- What you have to do -
Each line with the word "soccer" must appear in the answer, copied from the records.
────
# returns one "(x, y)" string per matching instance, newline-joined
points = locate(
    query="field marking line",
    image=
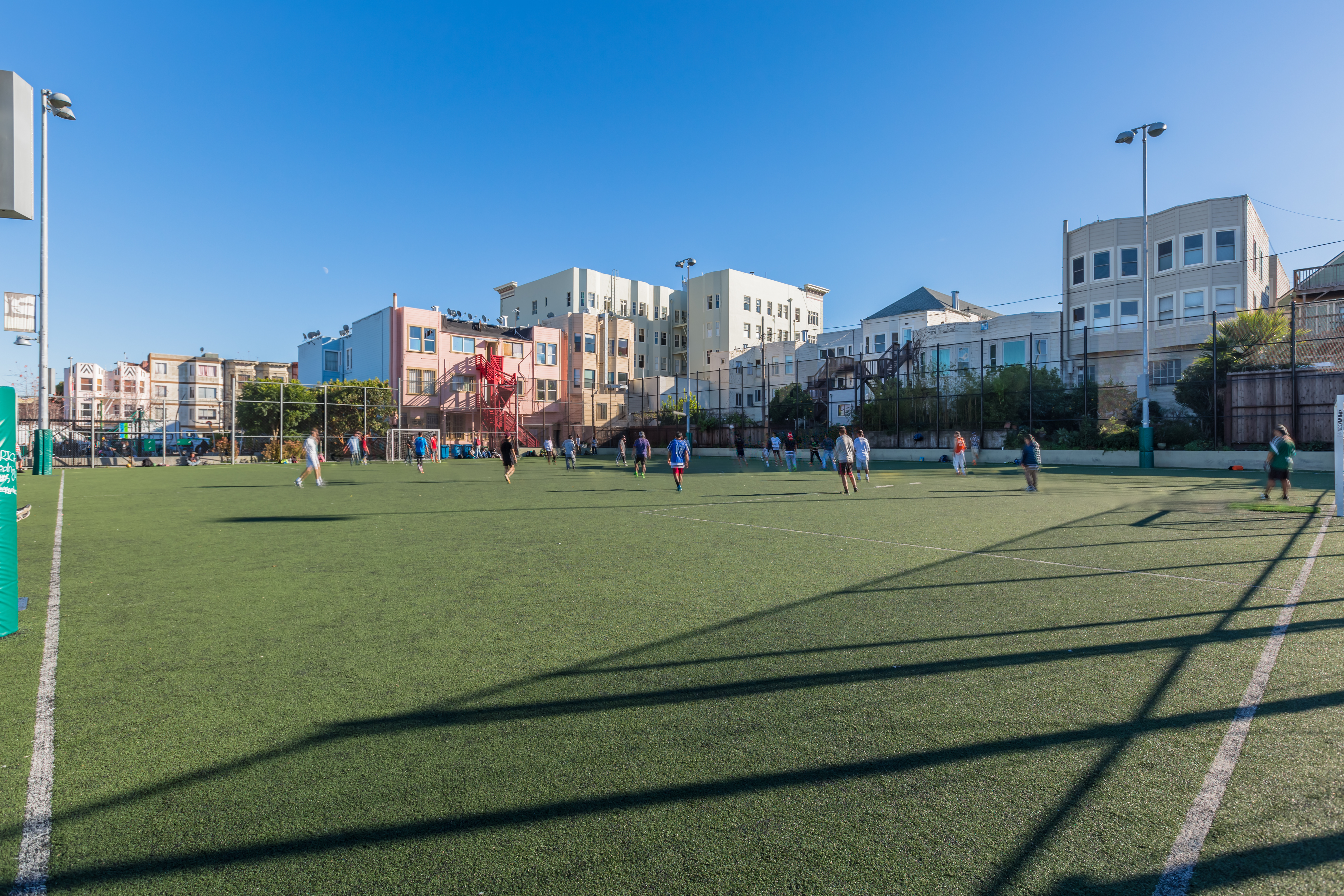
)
(1190, 841)
(979, 554)
(36, 847)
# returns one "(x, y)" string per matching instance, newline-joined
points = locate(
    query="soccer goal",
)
(400, 445)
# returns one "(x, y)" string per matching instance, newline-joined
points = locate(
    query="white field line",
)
(36, 847)
(1181, 860)
(979, 554)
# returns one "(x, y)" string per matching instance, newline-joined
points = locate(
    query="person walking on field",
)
(959, 455)
(420, 446)
(642, 456)
(353, 446)
(679, 459)
(1280, 459)
(861, 457)
(1030, 461)
(315, 461)
(843, 459)
(510, 456)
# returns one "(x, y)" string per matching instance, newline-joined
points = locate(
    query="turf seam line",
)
(1190, 841)
(979, 554)
(36, 847)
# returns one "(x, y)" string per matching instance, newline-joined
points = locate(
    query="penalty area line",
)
(1190, 841)
(979, 554)
(36, 847)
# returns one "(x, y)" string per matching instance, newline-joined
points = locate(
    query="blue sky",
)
(241, 174)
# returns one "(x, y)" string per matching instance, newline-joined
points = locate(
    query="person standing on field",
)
(959, 455)
(315, 463)
(642, 456)
(861, 457)
(679, 459)
(1030, 460)
(843, 459)
(1280, 459)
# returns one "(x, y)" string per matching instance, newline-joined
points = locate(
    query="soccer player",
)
(420, 446)
(959, 455)
(861, 457)
(509, 456)
(843, 459)
(315, 463)
(1280, 459)
(642, 456)
(1030, 461)
(679, 459)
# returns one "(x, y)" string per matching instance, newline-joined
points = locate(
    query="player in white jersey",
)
(861, 457)
(315, 461)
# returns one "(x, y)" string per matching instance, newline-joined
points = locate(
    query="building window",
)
(1165, 373)
(1193, 248)
(420, 382)
(1129, 262)
(1101, 265)
(1166, 309)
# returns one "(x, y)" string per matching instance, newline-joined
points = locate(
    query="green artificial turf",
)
(588, 683)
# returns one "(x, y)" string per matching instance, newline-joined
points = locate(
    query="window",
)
(1101, 265)
(1129, 315)
(1101, 315)
(1166, 309)
(1193, 248)
(420, 382)
(1129, 262)
(1165, 373)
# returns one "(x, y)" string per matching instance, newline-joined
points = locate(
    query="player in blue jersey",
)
(679, 459)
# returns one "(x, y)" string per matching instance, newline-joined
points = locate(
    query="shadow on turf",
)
(550, 812)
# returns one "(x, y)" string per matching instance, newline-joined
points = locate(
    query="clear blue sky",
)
(245, 173)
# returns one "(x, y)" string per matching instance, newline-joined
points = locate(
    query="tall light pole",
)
(1146, 435)
(57, 104)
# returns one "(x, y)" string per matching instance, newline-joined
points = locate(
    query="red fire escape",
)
(494, 402)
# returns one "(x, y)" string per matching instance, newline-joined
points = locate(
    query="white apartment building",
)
(1206, 259)
(108, 396)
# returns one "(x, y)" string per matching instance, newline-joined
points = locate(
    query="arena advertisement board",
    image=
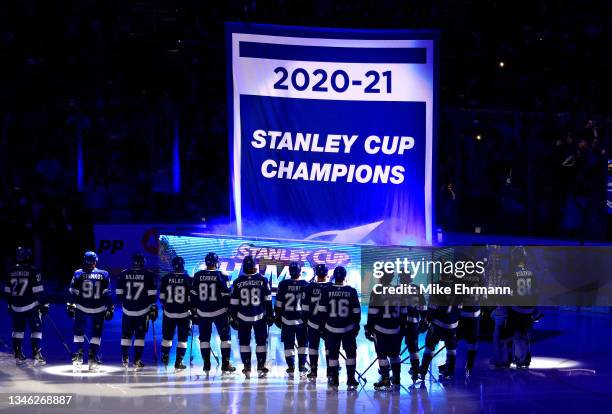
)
(332, 133)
────
- Answer box -
    query="soccer goal",
    query="soccer player",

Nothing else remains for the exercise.